_What is expected_
Rewrite everything from the line containing "Resolve each <instance>" down to the line containing "box: [38, 182, 73, 217]" as a Markdown table with the columns Row and Line, skipping any blank lines.

_Supplied data_

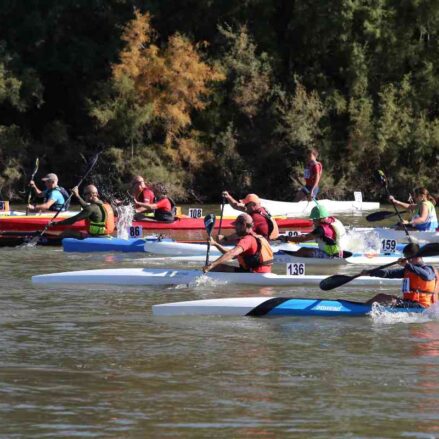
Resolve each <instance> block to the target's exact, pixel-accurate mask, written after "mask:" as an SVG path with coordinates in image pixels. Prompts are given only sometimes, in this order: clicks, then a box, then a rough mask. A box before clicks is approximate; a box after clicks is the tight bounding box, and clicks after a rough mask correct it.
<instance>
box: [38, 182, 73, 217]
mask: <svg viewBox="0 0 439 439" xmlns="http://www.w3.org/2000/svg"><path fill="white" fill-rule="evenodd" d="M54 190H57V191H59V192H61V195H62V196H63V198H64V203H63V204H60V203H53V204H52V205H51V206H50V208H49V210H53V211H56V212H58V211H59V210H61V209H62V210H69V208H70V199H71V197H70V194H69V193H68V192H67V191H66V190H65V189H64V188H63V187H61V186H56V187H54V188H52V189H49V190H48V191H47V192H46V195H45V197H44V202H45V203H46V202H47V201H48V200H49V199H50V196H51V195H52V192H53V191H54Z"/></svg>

* * *

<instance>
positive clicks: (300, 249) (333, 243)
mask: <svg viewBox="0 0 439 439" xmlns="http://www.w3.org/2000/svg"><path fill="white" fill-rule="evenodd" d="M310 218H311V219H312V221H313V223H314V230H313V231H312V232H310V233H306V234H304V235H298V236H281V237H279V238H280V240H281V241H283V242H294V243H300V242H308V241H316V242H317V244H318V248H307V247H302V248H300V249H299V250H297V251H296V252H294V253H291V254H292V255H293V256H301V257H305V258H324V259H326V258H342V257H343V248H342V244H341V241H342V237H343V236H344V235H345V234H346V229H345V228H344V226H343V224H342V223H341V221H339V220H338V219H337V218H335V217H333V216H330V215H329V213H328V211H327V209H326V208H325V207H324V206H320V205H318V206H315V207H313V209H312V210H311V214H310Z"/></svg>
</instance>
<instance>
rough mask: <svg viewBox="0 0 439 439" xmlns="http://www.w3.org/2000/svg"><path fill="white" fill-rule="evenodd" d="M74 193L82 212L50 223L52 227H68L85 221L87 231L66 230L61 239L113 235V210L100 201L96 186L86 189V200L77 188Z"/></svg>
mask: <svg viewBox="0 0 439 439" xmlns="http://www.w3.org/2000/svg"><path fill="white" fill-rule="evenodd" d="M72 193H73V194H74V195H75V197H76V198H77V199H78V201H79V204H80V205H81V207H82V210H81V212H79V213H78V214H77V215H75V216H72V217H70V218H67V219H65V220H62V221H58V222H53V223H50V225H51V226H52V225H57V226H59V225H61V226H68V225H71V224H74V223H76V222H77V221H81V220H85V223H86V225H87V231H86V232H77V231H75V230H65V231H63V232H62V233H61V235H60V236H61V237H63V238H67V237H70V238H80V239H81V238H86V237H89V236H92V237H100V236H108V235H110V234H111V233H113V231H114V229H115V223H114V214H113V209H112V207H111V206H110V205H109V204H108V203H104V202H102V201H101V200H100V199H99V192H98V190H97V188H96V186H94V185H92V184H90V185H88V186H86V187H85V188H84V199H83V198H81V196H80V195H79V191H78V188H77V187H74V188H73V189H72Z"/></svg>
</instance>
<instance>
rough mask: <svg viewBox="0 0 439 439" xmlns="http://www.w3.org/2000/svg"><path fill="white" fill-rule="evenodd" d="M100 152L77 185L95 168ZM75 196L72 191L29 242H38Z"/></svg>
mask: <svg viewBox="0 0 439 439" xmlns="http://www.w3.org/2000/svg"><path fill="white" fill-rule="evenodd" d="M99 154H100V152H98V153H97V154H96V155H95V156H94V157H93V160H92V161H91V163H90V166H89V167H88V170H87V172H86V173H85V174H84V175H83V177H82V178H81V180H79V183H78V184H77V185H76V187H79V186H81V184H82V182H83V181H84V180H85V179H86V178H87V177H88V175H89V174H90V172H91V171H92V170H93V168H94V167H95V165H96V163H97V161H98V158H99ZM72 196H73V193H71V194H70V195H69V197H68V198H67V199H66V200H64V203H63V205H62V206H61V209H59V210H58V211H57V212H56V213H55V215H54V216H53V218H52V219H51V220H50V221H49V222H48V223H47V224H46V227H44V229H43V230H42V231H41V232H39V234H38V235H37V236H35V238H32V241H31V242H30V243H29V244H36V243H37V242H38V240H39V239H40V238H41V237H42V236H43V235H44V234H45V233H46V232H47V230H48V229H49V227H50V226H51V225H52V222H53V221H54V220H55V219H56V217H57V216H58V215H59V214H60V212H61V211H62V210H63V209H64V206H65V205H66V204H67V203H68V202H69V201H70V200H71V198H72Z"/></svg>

---

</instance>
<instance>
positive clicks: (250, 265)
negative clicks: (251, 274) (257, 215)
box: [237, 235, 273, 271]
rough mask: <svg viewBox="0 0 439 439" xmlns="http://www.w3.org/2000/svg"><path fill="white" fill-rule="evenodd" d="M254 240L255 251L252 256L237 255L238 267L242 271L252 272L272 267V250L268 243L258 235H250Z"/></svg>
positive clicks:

_Finished task_
| Row | Line |
|---|---|
| 1 | Resolve each <instance> block to the target's exact, pixel-accurate mask, written after "mask:" as an SVG path with coordinates in image pixels. Prompts are given only sometimes, in this order: clicks, then a box, then a rough mask. A box before clicks is approximate; a box after clicks is the tight bounding box, and clicks after a rough mask correct it. |
| 2 | <instance> |
| 3 | box: [38, 182, 73, 217] |